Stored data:
——————

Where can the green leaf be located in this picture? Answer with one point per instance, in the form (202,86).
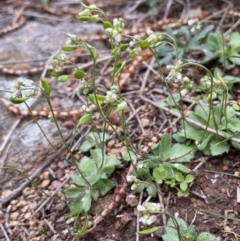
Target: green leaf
(234,40)
(174,223)
(74,192)
(205,237)
(181,167)
(69,48)
(181,153)
(191,233)
(79,74)
(86,202)
(78,180)
(218,146)
(107,24)
(201,34)
(159,173)
(170,101)
(189,178)
(151,191)
(86,146)
(179,177)
(63,78)
(93,52)
(75,207)
(94,194)
(18,100)
(169,169)
(88,18)
(129,156)
(87,166)
(236,107)
(96,98)
(182,193)
(170,237)
(123,47)
(149,231)
(165,146)
(104,186)
(109,164)
(55,73)
(120,67)
(46,86)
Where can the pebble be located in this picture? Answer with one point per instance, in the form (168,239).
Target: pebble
(45,183)
(14,215)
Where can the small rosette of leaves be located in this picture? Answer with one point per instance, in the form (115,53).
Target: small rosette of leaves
(211,143)
(96,171)
(166,165)
(177,229)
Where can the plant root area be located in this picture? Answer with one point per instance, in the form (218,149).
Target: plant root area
(40,210)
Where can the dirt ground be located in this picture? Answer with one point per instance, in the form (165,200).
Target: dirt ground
(30,215)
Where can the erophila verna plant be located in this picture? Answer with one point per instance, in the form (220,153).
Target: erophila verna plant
(166,164)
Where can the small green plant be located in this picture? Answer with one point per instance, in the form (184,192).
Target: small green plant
(178,230)
(95,180)
(94,139)
(186,40)
(165,166)
(226,51)
(211,143)
(205,85)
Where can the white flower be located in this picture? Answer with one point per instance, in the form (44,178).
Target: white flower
(184,92)
(150,32)
(152,219)
(111,97)
(25,82)
(186,79)
(86,109)
(192,21)
(115,22)
(144,219)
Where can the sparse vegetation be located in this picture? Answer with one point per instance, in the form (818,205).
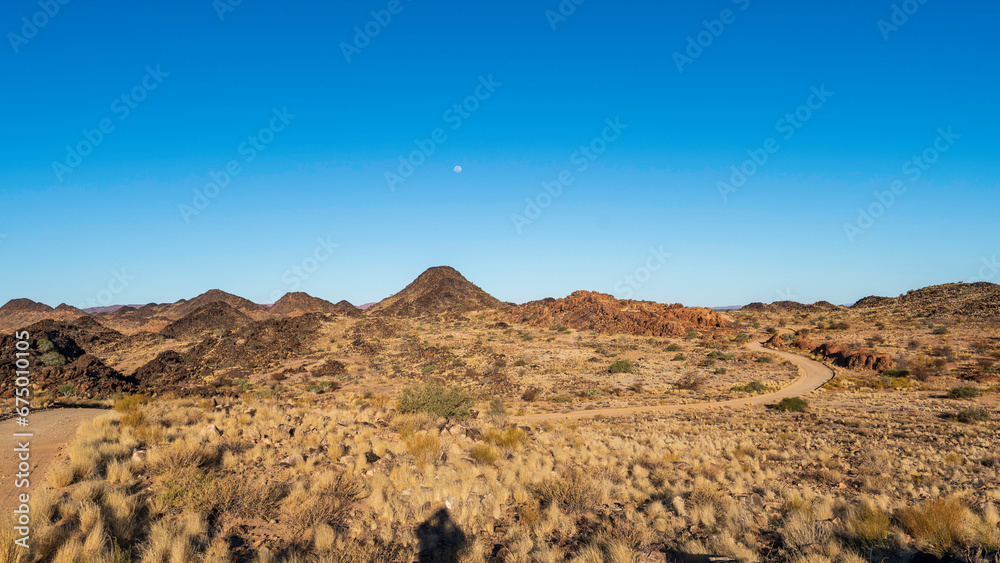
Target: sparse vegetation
(437,400)
(792,404)
(963,392)
(621,366)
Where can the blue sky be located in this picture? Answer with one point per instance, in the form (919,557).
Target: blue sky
(203,92)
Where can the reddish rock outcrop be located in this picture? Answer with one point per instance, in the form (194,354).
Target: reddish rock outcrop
(837,353)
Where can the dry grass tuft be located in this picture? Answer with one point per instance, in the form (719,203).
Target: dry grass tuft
(938,525)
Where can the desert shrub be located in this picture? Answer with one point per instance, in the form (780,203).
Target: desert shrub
(621,366)
(53,358)
(130,403)
(497,409)
(511,438)
(424,447)
(963,392)
(970,416)
(484,453)
(436,399)
(573,491)
(792,404)
(690,382)
(866,523)
(322,387)
(752,387)
(942,352)
(936,525)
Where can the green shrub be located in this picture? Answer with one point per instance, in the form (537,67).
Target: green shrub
(621,366)
(752,387)
(720,356)
(963,392)
(792,404)
(53,358)
(436,399)
(969,416)
(530,394)
(497,408)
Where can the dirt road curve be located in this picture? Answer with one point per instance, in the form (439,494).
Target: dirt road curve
(812,375)
(53,431)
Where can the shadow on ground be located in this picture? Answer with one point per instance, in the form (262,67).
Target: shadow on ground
(441,540)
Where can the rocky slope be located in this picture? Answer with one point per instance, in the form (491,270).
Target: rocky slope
(589,310)
(441,290)
(299,302)
(980,300)
(838,354)
(216,316)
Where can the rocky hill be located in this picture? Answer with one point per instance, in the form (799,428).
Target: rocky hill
(441,290)
(980,300)
(590,310)
(839,354)
(19,313)
(215,316)
(791,307)
(299,302)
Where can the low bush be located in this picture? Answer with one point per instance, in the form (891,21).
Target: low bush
(621,366)
(53,358)
(530,394)
(936,525)
(963,392)
(792,404)
(752,387)
(973,415)
(436,399)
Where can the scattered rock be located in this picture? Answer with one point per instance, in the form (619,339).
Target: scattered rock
(210,431)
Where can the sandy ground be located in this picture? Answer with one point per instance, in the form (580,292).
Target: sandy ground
(53,430)
(812,376)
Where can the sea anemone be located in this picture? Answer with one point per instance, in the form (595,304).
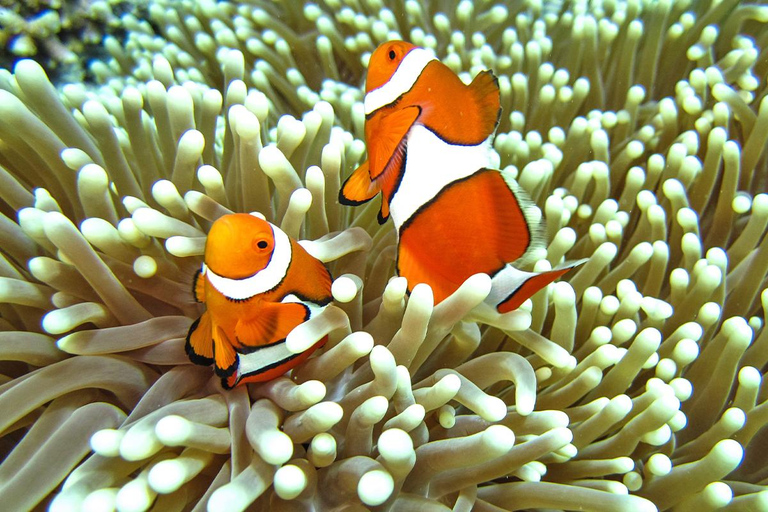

——————

Leaving aside the images, write out every entry above exactly.

TASK SOLUTION —
Where can the green leaf be located in this picture? Answer with one point per instance, in the form (202,86).
Target: green leaf
(234,40)
(174,223)
(74,192)
(205,237)
(181,167)
(69,48)
(181,153)
(191,233)
(79,74)
(86,202)
(78,180)
(218,146)
(107,24)
(201,34)
(159,173)
(170,101)
(189,178)
(151,191)
(86,146)
(179,177)
(63,78)
(93,52)
(75,207)
(94,194)
(18,100)
(169,169)
(88,18)
(129,156)
(87,166)
(236,107)
(96,98)
(182,193)
(170,237)
(123,47)
(149,231)
(165,146)
(104,186)
(109,164)
(55,73)
(120,67)
(46,86)
Where can the pebble be located in this picture? Answer with one point per instance, in the form (168,239).
Target: pebble
(45,183)
(14,215)
Where can the small rosette of leaves be located in this picture? Answer with one point per instance, in the form (115,53).
Target: small rosette of leaves
(211,143)
(96,171)
(166,165)
(177,229)
Where can the plant root area be located in this picture? Answer with one point per instance, in the form (218,149).
Target: plant root area
(40,210)
Where can the dirt ground be located in this picture? Answer with one point per instance, in the form (165,200).
Target: dirt ground
(30,215)
Where can the erophila verna plant be located in this picture? Answer with one point per instance, in the form (220,153).
Target: erophila verna plant
(166,164)
Where can the small green plant be located in this picture? Answer with one point per instance, in the form (184,192).
Target: small green plant
(178,230)
(95,180)
(94,139)
(186,40)
(165,166)
(226,51)
(211,143)
(205,85)
Where can the white flower be located in this picture? Answer with one point per instance, in the form (44,178).
Target: white flower
(184,92)
(150,32)
(152,219)
(111,97)
(25,82)
(186,79)
(86,109)
(192,21)
(115,22)
(144,219)
Where can the sparse vegetation be located in this picture? Answer with one point per instance, in the form (818,205).
Target: sparse vegetation
(437,400)
(792,404)
(963,392)
(621,366)
Where can the blue sky be located in this picture? Answer with one point per instance, in the form (919,557).
Target: blue sky
(203,92)
Where can the reddish rock outcrop be located in this picture? Answer with one point per instance, in the form (194,354).
Target: reddish rock outcrop
(837,353)
Where can the dry grass tuft be located in this picture? Answer with one point per instance, in the form (719,203).
Target: dry grass tuft
(938,525)
Where can the desert shrub be located in this picture? Answer with one point per instance, in the form (780,203).
Target: desert shrub
(621,366)
(53,358)
(130,403)
(497,409)
(511,438)
(424,447)
(963,392)
(970,416)
(484,453)
(436,399)
(573,491)
(792,404)
(690,382)
(866,523)
(322,387)
(752,387)
(942,352)
(936,525)
Where can the green shrub be located in this picture? Answer with one point per instance, in the form (537,67).
Target: green shrub
(621,366)
(752,387)
(720,356)
(963,392)
(792,404)
(53,358)
(436,399)
(969,416)
(530,394)
(497,408)
Where can the dirt road curve be located in this picture? Answer with one point per instance, in the form (439,494).
Target: dirt road curve
(812,375)
(53,431)
Where can the shadow on ground be located in this picture? Answer with one point per instance, in the form (262,67).
Target: shadow on ground
(441,540)
Where can the rocky slope be located in this picture? Answer with one point per instance, in the form (491,270).
Target: rocky slope
(589,310)
(441,290)
(299,302)
(980,300)
(838,354)
(216,316)
Where can the rocky hill be located in this picture? Answer with one point per instance, in the form (799,428).
Target: rocky hill
(441,290)
(980,300)
(590,310)
(839,354)
(19,313)
(215,316)
(791,307)
(299,302)
Where can the low bush be located in this picture? Answer with one point per instance, in the form (891,21).
Target: low bush
(621,366)
(53,358)
(530,394)
(936,525)
(963,392)
(792,404)
(752,387)
(973,415)
(436,399)
Where can the scattered rock be located in this picture? Answer with one point per instance, in the form (619,339).
Target: scattered rock
(210,431)
Where can the sandy ground be located in this picture? Answer with one point per instance, in the form (580,292).
Target: sandy ground
(53,430)
(812,376)
Where can the sea anemone be located in this picture? Answer with one point per instance, in the form (595,304).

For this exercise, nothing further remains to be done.